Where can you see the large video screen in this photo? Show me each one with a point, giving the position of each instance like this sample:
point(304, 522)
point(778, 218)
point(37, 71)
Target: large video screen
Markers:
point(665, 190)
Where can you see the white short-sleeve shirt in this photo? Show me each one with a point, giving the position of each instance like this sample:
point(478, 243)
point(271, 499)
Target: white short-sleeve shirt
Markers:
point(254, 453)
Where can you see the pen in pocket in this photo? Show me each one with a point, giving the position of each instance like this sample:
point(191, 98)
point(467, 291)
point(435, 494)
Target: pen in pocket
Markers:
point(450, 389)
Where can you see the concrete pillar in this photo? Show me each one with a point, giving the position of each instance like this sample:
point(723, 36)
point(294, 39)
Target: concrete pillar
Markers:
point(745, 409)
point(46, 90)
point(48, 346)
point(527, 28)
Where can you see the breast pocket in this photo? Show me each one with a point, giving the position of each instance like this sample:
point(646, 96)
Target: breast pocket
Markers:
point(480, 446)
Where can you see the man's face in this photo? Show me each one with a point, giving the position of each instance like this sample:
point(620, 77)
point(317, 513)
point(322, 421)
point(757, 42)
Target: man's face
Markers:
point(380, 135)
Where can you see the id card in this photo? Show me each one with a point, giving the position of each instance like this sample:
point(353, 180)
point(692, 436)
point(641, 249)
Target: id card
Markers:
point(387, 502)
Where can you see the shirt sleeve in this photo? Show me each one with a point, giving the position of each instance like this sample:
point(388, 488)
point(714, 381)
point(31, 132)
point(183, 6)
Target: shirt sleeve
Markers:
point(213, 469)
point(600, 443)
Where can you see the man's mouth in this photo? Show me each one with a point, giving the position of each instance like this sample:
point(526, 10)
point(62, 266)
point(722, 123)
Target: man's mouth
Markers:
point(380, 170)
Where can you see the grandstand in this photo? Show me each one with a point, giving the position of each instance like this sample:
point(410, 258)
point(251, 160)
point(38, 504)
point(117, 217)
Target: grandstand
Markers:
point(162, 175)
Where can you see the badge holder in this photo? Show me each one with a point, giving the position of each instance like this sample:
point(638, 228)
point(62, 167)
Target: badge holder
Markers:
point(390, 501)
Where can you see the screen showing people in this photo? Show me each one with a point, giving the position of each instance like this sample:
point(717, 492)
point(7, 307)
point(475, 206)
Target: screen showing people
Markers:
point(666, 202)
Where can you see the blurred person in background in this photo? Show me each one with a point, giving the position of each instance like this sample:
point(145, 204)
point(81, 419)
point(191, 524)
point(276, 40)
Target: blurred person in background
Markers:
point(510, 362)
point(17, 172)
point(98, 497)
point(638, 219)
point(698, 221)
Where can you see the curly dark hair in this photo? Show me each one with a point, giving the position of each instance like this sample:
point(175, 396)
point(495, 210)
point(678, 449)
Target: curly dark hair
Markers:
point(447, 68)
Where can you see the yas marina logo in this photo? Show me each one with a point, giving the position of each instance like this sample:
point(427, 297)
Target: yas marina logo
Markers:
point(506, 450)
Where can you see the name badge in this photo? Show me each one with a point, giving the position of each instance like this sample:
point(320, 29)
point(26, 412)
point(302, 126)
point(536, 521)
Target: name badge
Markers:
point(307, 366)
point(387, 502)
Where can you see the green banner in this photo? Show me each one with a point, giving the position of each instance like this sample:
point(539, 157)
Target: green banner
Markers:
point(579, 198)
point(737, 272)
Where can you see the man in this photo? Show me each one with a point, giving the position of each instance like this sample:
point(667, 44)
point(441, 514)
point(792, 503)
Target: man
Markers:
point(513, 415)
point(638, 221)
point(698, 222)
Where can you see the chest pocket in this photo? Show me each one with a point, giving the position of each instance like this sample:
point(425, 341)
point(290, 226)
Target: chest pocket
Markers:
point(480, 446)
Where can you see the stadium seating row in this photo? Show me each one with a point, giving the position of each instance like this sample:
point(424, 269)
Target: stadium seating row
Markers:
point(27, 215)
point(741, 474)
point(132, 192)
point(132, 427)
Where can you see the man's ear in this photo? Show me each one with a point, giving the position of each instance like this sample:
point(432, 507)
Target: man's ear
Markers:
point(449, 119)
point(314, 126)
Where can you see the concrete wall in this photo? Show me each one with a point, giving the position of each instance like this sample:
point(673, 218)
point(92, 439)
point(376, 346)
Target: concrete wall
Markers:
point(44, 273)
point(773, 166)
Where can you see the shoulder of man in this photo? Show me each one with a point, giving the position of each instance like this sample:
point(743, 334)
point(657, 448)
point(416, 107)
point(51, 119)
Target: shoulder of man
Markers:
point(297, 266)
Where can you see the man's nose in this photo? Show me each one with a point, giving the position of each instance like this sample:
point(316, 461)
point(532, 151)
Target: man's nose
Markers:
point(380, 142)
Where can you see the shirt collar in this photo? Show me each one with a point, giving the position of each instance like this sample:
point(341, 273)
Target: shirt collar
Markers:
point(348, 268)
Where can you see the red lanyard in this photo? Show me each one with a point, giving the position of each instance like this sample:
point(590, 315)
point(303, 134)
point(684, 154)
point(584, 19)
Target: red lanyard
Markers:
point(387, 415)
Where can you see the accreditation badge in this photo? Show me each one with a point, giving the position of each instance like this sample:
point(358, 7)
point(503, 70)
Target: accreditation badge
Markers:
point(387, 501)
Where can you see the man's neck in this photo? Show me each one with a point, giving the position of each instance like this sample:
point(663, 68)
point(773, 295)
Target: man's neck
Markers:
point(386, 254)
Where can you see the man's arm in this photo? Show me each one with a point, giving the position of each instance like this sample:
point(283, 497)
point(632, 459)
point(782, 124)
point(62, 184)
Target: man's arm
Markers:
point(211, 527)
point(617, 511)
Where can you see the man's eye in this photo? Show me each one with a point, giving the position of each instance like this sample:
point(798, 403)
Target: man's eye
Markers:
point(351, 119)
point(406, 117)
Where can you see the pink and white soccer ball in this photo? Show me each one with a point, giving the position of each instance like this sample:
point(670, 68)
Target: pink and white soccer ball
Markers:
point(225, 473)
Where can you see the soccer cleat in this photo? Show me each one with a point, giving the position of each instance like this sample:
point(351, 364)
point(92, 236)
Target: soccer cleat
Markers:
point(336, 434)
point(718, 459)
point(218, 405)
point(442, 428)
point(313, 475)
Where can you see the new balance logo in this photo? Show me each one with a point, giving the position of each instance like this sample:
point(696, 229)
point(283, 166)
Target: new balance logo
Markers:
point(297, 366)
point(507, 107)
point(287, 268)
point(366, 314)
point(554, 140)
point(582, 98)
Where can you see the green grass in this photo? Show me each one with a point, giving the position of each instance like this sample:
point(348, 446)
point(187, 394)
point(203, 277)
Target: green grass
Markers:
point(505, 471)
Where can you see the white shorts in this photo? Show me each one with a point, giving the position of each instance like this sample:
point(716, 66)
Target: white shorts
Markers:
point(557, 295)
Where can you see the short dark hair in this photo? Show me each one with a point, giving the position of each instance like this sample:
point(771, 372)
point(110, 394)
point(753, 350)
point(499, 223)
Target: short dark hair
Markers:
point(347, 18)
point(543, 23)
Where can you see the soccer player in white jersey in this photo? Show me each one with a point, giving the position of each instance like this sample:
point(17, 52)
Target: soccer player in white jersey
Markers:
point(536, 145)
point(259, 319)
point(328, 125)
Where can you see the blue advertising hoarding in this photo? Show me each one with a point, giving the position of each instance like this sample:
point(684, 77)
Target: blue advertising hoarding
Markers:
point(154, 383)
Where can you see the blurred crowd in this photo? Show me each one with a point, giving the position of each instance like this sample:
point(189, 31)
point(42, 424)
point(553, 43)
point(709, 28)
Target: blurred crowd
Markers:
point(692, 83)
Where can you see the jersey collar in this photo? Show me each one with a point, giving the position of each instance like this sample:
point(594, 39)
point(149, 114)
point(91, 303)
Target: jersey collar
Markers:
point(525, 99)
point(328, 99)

□ □ □ □

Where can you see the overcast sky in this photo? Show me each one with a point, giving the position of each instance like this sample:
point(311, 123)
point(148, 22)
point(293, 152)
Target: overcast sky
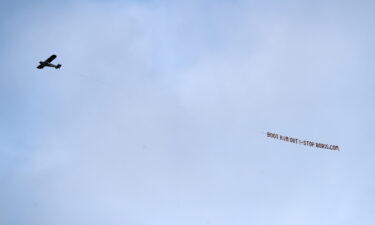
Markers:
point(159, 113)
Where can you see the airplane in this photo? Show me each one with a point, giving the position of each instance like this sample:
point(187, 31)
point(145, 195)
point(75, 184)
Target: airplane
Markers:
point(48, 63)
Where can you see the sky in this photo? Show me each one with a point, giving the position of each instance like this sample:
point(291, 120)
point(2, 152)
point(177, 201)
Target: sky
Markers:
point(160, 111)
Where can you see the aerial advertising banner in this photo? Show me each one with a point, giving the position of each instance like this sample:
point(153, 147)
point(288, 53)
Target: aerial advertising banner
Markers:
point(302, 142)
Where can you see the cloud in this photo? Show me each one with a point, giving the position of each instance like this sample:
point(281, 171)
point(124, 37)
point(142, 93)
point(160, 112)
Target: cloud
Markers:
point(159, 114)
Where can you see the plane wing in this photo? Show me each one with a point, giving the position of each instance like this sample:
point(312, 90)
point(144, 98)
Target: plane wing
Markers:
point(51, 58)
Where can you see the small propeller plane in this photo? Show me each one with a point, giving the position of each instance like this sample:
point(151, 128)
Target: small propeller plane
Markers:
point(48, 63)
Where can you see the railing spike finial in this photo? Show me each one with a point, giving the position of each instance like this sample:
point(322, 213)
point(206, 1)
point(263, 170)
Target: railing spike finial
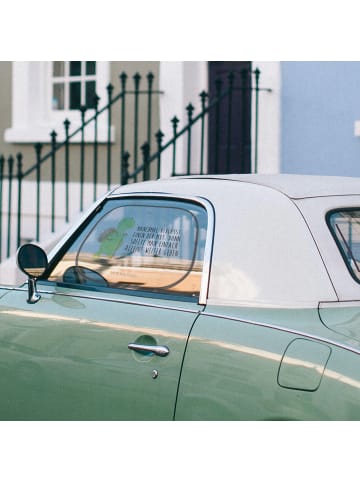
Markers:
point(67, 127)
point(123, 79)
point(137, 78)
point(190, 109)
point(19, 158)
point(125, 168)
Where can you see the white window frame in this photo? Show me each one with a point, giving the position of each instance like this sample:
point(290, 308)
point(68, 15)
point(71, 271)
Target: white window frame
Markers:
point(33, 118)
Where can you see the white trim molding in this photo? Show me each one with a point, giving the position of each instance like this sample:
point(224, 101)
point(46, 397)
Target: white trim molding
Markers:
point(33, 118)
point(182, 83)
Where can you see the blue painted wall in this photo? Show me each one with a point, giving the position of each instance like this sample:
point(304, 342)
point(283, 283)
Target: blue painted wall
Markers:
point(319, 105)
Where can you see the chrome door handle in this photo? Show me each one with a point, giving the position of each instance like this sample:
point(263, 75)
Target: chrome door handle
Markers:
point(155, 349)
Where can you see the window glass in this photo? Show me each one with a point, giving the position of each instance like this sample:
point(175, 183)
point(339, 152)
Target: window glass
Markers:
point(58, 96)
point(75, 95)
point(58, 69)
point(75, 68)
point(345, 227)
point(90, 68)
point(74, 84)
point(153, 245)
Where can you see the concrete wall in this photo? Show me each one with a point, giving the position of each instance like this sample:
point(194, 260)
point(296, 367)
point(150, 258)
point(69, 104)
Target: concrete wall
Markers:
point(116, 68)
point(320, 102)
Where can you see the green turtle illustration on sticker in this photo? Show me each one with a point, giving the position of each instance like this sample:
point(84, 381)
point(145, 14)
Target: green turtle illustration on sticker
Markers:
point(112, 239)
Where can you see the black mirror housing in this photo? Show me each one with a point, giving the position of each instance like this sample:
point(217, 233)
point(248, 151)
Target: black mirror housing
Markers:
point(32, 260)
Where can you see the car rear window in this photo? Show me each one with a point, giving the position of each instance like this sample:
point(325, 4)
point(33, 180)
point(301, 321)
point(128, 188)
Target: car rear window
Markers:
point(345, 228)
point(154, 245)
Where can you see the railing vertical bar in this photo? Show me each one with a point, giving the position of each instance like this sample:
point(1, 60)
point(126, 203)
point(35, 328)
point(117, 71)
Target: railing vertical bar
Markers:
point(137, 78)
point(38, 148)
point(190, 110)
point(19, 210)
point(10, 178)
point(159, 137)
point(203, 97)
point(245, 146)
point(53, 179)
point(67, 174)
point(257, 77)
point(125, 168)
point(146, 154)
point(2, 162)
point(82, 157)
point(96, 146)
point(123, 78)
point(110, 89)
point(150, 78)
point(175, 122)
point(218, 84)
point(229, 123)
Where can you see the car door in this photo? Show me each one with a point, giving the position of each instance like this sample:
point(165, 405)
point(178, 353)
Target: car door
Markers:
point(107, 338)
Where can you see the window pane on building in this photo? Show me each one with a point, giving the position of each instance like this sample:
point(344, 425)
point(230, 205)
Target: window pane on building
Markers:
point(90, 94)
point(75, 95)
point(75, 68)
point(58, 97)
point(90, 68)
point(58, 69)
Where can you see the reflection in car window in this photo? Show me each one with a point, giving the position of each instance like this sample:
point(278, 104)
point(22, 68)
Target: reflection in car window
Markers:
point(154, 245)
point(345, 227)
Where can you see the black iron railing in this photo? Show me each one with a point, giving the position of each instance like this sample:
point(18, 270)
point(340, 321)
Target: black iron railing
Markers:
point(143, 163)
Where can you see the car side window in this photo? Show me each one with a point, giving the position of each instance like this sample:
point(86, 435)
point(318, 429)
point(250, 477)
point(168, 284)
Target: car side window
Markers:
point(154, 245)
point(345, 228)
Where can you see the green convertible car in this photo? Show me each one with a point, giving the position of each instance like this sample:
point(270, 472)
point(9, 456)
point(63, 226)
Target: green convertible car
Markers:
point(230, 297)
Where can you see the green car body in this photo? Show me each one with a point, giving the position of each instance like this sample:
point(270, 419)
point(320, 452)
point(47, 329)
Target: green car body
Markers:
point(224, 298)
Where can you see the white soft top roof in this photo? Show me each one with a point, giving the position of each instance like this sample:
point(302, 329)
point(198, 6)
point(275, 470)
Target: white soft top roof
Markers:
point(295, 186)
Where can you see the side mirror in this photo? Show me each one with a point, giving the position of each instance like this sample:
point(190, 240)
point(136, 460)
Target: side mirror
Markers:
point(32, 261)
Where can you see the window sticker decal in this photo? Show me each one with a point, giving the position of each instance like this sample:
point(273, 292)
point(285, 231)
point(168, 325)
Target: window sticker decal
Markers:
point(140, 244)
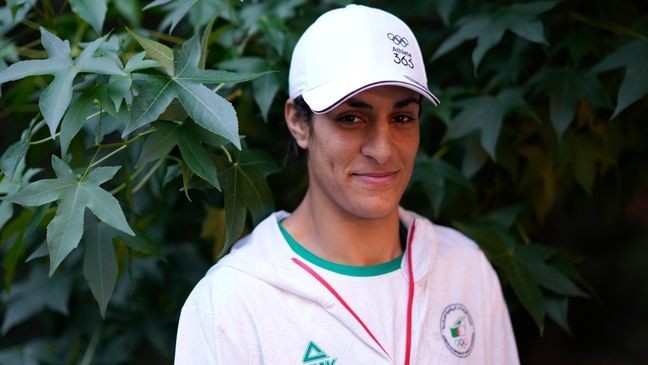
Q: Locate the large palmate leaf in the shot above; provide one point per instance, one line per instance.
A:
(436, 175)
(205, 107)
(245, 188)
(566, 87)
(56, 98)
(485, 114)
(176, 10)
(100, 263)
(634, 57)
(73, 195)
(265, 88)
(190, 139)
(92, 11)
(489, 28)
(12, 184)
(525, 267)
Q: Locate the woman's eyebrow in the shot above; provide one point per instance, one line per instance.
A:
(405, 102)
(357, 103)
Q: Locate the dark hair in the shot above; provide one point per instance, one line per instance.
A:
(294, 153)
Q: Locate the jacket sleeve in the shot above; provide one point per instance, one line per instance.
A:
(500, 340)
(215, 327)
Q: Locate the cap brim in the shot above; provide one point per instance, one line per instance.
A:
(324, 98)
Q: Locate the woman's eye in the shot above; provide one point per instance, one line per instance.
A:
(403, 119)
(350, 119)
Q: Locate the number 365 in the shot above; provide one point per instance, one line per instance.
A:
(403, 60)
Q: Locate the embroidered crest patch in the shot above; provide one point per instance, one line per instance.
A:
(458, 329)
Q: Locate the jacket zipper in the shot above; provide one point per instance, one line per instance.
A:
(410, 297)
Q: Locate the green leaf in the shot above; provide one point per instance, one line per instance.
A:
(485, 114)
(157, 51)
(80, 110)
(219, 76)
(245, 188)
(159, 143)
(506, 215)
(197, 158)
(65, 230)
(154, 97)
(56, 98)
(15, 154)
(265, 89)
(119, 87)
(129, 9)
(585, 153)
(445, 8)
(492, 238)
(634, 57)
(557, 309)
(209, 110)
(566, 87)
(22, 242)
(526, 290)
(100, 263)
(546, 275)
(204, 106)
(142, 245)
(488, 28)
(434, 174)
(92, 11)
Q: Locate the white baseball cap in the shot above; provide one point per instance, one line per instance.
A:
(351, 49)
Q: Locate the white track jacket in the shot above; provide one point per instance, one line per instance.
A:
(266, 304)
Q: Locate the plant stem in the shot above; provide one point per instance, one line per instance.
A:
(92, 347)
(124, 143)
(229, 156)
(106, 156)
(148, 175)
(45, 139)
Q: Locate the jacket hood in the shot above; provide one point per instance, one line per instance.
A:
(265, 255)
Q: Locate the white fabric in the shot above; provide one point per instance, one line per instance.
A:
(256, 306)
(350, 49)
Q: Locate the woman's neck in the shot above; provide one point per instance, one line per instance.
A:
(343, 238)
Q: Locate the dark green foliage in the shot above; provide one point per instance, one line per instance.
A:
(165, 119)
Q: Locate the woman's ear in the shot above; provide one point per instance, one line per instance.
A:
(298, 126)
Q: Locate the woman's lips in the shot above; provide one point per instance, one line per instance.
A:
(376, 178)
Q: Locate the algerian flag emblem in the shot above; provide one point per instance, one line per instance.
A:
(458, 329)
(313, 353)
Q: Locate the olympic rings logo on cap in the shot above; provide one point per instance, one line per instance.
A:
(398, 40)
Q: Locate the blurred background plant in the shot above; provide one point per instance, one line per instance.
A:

□ □ □ □

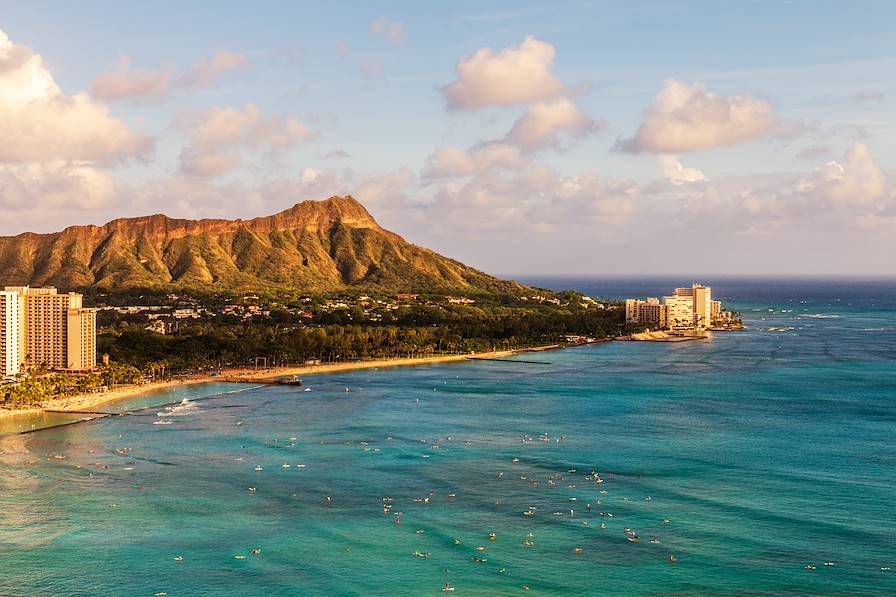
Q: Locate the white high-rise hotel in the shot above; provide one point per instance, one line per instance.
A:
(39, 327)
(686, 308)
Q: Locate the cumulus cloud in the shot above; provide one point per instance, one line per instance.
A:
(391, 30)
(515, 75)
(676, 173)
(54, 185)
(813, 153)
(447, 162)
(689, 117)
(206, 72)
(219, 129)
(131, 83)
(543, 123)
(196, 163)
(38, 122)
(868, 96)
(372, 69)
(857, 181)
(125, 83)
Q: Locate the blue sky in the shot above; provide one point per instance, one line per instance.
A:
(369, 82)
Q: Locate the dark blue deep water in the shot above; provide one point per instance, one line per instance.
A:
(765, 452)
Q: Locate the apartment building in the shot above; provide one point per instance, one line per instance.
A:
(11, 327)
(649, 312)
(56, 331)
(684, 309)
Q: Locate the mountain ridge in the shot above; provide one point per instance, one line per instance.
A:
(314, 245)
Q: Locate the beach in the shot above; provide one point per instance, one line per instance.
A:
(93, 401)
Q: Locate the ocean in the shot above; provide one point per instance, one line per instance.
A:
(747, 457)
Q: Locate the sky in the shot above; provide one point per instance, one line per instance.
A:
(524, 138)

□ □ □ □

HOW TO COMPLETE THIS TASK:
Restate word for word the lines of the data above, starting at the line containing "Where can you see the large" and ending at the line containing "Where can you see the white short-sleeve", both included, and nothing more.

ANSWER BOX:
Where can you see the large video screen in this photo? Show me each one with a point, giving the position of each instance like this sample:
point(304, 522)
point(778, 218)
point(37, 71)
Target: large video screen
Markers:
point(665, 190)
Where can you see the white short-sleeve shirt in this photo? Show me each one with a point, giving the position of each instance like this sample:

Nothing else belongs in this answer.